(SELECTED EXCERPT):

========================================

Breaking: NY rules against hydrofracking
New York’s health and environmental commissioners today rejected the prospect for hydraulic fracturing in New York, saying that health risks, the potential of local bans and limited available land would outweigh the benefits of the controversial drilling technique.
The conclusions by the state Environmental Conservation Commissioner Joe Martens and Acting Health Commissioner Howard Zucker brings to an end the state’s uncertainty over whether it would proceed with fracking. The state has had a de facto moratorium since 2008.
Martens estimated that at least 63 percent of the land available in New York for hydrofracking — mainly across the Marcellus Shale in the Southern Tier — would be ineligible for high-volume hydraulic fracturing (HVHF) because of various health risks.
“I’d say the prospects for HVHF development in New York are uncertain at best,” Martens said. “Given the wide-ranging potential or increased local regulation of HVHF, the extensive and growing number of restrictions that the state was considered and the increased cost of mitigation, the economic benefits are clearly far lower than originally forecast.”

========================================

(WORK ITEM A):
Answer these about the fracking article:
(i) Since what year has New York had a de facto moratorium?
(ii) What share of the land available for hydrofracking did Martens estimate would be ineligible?
(iii) Who is the Acting Health Commissioner?
(WORK ITEM B): In its opening paragraph, what reasons does the fracking article say the commissioners gave for why fracking's drawbacks would outweigh its benefits? List them all.
(WORK ITEM C): Could you resume the fracking article after its final sentence and write what comes next?
The items that come next are separate material and are not part of the fracking article.

(DATA):
========================================

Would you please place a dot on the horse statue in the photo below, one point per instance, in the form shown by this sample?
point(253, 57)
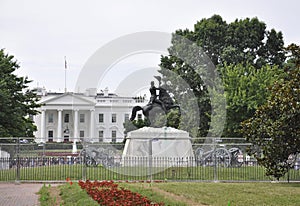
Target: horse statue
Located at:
point(158, 105)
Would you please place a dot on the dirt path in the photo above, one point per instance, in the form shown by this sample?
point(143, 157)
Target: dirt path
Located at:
point(175, 197)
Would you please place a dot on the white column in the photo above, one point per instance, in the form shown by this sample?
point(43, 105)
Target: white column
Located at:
point(43, 126)
point(59, 126)
point(92, 124)
point(76, 138)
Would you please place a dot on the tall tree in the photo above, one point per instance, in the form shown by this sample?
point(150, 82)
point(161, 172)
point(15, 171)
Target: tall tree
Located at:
point(17, 102)
point(246, 88)
point(242, 43)
point(274, 131)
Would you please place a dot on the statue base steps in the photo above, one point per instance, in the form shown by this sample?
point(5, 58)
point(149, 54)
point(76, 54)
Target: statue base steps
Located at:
point(158, 147)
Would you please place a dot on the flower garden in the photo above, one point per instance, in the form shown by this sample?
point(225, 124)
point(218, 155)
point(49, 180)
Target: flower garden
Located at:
point(108, 193)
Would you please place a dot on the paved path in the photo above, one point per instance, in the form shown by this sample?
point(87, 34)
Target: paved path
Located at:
point(19, 194)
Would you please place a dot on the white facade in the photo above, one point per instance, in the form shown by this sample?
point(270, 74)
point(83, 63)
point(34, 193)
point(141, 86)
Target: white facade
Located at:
point(96, 117)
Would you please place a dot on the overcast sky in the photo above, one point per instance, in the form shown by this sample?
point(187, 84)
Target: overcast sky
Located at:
point(41, 33)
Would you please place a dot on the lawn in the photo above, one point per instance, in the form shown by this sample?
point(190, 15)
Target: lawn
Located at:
point(191, 193)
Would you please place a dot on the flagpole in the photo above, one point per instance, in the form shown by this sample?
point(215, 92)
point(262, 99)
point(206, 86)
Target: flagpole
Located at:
point(65, 74)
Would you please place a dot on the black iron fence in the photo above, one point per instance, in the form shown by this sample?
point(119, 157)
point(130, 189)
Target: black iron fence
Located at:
point(22, 160)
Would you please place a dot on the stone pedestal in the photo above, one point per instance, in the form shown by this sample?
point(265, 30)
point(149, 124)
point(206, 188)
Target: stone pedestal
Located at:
point(158, 147)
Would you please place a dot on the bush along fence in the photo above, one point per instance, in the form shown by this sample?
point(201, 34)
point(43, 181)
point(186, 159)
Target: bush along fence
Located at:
point(24, 161)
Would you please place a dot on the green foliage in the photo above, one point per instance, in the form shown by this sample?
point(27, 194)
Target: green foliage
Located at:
point(274, 130)
point(243, 45)
point(246, 88)
point(18, 104)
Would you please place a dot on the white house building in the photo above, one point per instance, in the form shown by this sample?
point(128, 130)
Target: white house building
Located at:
point(96, 117)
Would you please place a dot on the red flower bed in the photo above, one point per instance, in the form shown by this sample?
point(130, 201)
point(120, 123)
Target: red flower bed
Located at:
point(107, 193)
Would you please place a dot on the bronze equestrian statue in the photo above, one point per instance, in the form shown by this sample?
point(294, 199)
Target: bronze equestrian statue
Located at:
point(160, 102)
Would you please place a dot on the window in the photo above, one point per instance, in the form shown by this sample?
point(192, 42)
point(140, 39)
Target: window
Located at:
point(113, 118)
point(126, 117)
point(81, 133)
point(67, 118)
point(50, 118)
point(66, 138)
point(101, 135)
point(50, 136)
point(139, 116)
point(81, 118)
point(101, 118)
point(113, 136)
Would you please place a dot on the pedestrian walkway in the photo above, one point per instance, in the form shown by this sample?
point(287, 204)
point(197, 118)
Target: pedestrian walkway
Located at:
point(19, 194)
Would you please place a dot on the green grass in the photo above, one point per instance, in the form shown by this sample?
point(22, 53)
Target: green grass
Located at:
point(236, 193)
point(45, 197)
point(144, 190)
point(201, 193)
point(73, 195)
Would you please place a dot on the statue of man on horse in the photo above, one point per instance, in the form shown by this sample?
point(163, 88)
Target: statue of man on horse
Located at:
point(160, 103)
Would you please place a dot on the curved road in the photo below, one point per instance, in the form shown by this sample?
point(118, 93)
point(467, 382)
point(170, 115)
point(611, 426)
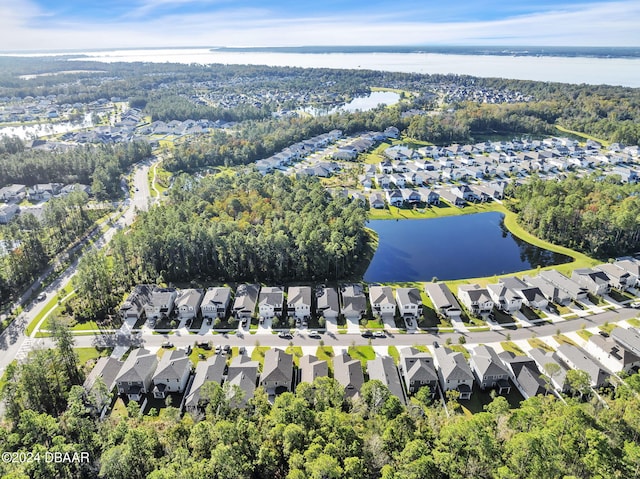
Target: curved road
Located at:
point(13, 341)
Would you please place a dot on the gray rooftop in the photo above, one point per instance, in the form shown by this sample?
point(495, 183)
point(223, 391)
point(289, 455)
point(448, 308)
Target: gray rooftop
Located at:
point(441, 296)
point(311, 367)
point(348, 372)
point(629, 338)
point(453, 365)
point(384, 369)
point(271, 295)
point(210, 370)
point(299, 295)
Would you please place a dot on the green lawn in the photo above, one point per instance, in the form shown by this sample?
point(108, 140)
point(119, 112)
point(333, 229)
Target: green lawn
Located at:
point(512, 348)
point(296, 351)
point(635, 322)
point(562, 339)
point(393, 352)
point(584, 334)
point(538, 343)
point(362, 353)
point(258, 354)
point(608, 327)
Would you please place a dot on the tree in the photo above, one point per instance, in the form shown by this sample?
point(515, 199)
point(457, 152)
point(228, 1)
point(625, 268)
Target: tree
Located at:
point(579, 381)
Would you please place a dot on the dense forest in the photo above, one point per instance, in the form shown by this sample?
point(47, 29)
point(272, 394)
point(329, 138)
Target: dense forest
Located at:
point(313, 433)
point(229, 228)
point(598, 216)
point(37, 242)
point(100, 166)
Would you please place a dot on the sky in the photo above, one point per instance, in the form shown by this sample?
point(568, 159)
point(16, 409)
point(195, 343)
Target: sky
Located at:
point(46, 25)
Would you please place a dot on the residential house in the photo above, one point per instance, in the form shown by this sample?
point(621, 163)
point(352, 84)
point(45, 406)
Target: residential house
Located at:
point(504, 298)
point(354, 302)
point(619, 278)
point(7, 213)
point(241, 377)
point(464, 192)
point(410, 197)
point(172, 373)
point(595, 281)
point(418, 370)
point(382, 301)
point(576, 358)
point(299, 302)
point(136, 374)
point(628, 338)
point(376, 200)
point(133, 306)
point(489, 370)
point(550, 364)
point(428, 196)
point(270, 302)
point(524, 373)
point(13, 193)
point(215, 303)
point(245, 301)
point(611, 355)
point(210, 370)
point(443, 300)
point(475, 298)
point(106, 370)
point(532, 296)
point(277, 372)
point(348, 372)
point(328, 304)
point(394, 198)
point(550, 291)
point(454, 373)
point(311, 368)
point(452, 198)
point(409, 302)
point(573, 289)
point(188, 303)
point(161, 303)
point(43, 191)
point(631, 266)
point(384, 370)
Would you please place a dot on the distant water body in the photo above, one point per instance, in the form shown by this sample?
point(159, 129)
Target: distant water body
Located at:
point(593, 70)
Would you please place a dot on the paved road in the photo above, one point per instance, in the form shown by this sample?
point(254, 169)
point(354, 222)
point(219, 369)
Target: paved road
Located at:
point(182, 338)
point(13, 342)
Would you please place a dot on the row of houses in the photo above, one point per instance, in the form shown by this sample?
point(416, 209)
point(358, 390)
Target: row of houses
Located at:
point(541, 371)
point(404, 166)
point(511, 293)
point(39, 192)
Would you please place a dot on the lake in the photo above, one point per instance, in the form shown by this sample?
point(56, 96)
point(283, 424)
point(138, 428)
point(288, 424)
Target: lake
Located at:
point(579, 69)
point(453, 247)
point(360, 103)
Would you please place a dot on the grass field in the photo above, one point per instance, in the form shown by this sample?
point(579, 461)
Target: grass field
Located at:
point(538, 343)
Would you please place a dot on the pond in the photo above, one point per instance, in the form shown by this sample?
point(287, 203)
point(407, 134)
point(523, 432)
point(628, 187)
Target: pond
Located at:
point(361, 103)
point(453, 247)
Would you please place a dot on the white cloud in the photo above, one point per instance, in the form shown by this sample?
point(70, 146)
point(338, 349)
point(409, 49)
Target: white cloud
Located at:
point(607, 24)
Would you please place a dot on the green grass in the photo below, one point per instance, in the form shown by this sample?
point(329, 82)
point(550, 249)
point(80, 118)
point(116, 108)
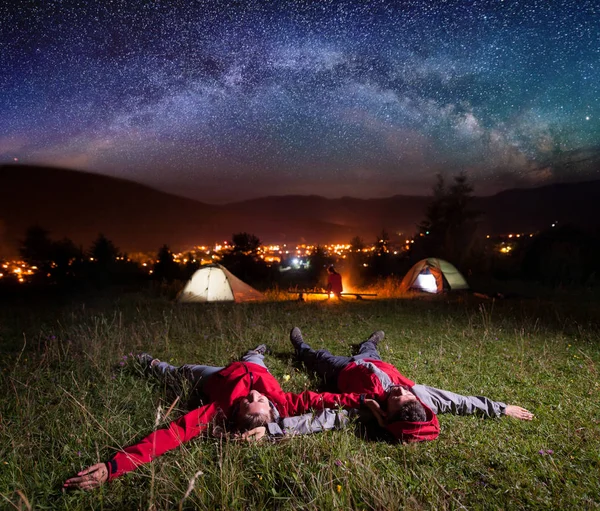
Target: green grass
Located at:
point(68, 403)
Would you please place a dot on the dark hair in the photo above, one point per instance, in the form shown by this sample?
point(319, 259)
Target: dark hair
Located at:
point(413, 411)
point(250, 421)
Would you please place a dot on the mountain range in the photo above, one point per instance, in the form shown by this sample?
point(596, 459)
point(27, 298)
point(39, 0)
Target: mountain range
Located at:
point(80, 205)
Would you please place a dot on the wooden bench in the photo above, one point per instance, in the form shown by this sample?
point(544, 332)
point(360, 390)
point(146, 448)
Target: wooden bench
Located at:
point(301, 294)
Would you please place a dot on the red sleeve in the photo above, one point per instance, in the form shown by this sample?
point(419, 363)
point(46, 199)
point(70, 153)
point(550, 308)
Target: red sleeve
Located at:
point(301, 403)
point(157, 443)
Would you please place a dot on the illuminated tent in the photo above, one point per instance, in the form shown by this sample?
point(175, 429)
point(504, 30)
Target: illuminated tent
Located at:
point(433, 275)
point(213, 283)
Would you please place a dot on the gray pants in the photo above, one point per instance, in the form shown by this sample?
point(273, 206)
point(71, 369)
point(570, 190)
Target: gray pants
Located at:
point(197, 374)
point(329, 366)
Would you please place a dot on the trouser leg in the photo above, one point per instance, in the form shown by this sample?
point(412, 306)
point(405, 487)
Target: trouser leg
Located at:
point(325, 364)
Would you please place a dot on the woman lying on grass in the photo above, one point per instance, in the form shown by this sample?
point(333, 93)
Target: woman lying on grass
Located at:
point(408, 411)
point(244, 392)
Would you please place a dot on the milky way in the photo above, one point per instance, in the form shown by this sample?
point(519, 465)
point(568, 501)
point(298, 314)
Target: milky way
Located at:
point(223, 101)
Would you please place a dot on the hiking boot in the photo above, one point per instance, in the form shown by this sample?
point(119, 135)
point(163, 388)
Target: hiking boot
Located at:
point(376, 337)
point(296, 338)
point(261, 349)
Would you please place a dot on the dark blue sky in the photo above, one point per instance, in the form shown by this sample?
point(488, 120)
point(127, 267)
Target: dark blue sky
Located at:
point(223, 101)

========================================

(YOUR RESPONSE A):
(i) 2008
(ii) At least 63 percent
(iii) Howard Zucker

(YOUR RESPONSE B):
- Health risks
- The potential of local bans
- Limited available land

(YOUR RESPONSE C):
Zucker said many uncertainties remain, saying more study is needed to ensure that the land, water and air are protected from high-volume hydraulic fracturing.
The DEC early next year will issue a legal binding statement to prohibit fracking at this time, Martens said.
Zucker said that, “As the acting health commissioner, I consider the people of the state of New York as my patients. We cannot afford to make a mistake. The potential risks are too great. In fact, they are not fully known.”
Cuomo said he would defer to the health experts to decide the issue. Cuomo said whether to allow for fracking has been the most emotionally charged issue he has dealt with.
“So let’s bring the emotion down and let’s ask the qualified experts what their opinion is,” Cuomo said. “And all things being equal, I will be bound by what the experts say.”